§ WHAT IS NEEDED
Only the number should be given: how many lines below contain "tree".

### RECORDS TO USE ###

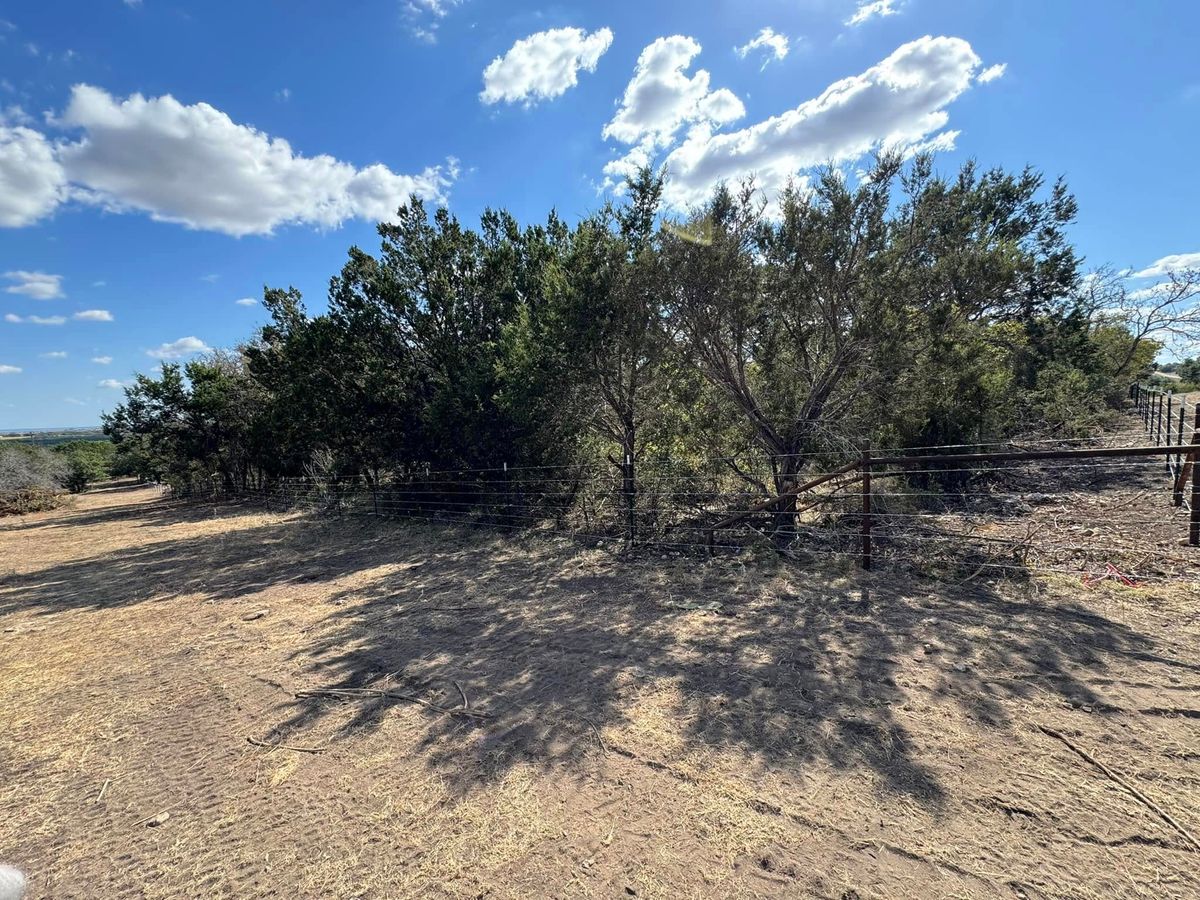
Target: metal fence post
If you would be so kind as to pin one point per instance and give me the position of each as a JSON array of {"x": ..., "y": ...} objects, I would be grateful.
[
  {"x": 867, "y": 510},
  {"x": 1179, "y": 435},
  {"x": 1170, "y": 399},
  {"x": 1194, "y": 533}
]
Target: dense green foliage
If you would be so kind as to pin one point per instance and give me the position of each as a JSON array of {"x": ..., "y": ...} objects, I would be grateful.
[
  {"x": 905, "y": 310},
  {"x": 88, "y": 461}
]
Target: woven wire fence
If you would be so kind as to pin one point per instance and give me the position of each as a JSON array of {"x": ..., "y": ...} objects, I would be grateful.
[{"x": 1119, "y": 517}]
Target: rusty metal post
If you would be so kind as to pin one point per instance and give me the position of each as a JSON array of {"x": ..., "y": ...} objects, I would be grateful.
[
  {"x": 1170, "y": 399},
  {"x": 867, "y": 510},
  {"x": 1179, "y": 435},
  {"x": 1194, "y": 532}
]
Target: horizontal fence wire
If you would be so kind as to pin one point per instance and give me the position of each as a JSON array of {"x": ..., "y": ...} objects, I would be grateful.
[{"x": 1043, "y": 505}]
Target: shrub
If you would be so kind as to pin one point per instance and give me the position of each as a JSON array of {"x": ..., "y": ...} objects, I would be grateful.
[{"x": 31, "y": 479}]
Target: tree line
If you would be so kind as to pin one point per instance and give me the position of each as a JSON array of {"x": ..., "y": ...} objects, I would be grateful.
[{"x": 903, "y": 307}]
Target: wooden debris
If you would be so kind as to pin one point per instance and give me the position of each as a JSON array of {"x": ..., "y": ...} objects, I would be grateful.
[
  {"x": 256, "y": 742},
  {"x": 363, "y": 693},
  {"x": 1138, "y": 795}
]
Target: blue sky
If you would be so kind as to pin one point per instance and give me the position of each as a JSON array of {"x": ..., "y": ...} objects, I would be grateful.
[{"x": 161, "y": 160}]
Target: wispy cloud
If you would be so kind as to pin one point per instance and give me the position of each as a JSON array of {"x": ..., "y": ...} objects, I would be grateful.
[
  {"x": 40, "y": 286},
  {"x": 35, "y": 319},
  {"x": 94, "y": 316},
  {"x": 870, "y": 10},
  {"x": 180, "y": 348},
  {"x": 773, "y": 45},
  {"x": 1165, "y": 265}
]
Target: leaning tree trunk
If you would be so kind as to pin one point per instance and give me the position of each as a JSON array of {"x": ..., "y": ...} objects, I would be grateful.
[
  {"x": 629, "y": 483},
  {"x": 786, "y": 475}
]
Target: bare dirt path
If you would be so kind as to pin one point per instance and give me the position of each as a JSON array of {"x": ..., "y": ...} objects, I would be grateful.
[{"x": 581, "y": 731}]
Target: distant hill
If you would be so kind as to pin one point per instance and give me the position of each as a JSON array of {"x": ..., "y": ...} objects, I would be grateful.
[{"x": 49, "y": 437}]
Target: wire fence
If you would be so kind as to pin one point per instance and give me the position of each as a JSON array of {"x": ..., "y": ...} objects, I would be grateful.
[{"x": 1095, "y": 508}]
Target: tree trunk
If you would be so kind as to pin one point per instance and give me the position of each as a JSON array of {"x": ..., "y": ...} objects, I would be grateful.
[
  {"x": 629, "y": 481},
  {"x": 787, "y": 469}
]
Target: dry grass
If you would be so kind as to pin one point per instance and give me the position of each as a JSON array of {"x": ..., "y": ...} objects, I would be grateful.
[{"x": 823, "y": 736}]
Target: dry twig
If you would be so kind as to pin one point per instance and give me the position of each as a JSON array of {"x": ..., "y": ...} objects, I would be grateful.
[
  {"x": 1149, "y": 803},
  {"x": 360, "y": 693},
  {"x": 256, "y": 742}
]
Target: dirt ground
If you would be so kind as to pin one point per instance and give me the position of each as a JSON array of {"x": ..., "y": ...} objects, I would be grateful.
[{"x": 559, "y": 721}]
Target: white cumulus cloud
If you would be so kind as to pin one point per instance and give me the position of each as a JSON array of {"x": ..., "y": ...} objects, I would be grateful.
[
  {"x": 180, "y": 348},
  {"x": 993, "y": 72},
  {"x": 425, "y": 16},
  {"x": 39, "y": 286},
  {"x": 1174, "y": 263},
  {"x": 33, "y": 183},
  {"x": 544, "y": 65},
  {"x": 35, "y": 319},
  {"x": 192, "y": 165},
  {"x": 660, "y": 97},
  {"x": 773, "y": 45},
  {"x": 898, "y": 102}
]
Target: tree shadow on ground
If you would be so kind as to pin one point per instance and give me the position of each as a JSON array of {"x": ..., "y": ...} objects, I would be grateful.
[{"x": 556, "y": 643}]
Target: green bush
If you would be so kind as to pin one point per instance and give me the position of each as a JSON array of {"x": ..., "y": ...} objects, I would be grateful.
[{"x": 88, "y": 461}]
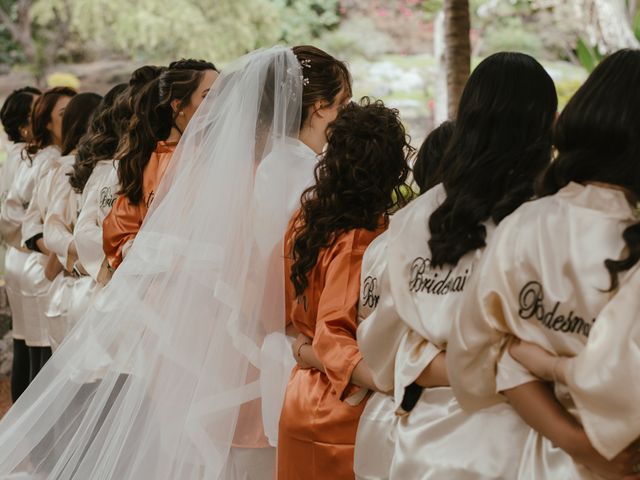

###

§ EXERCISE ANSWER
4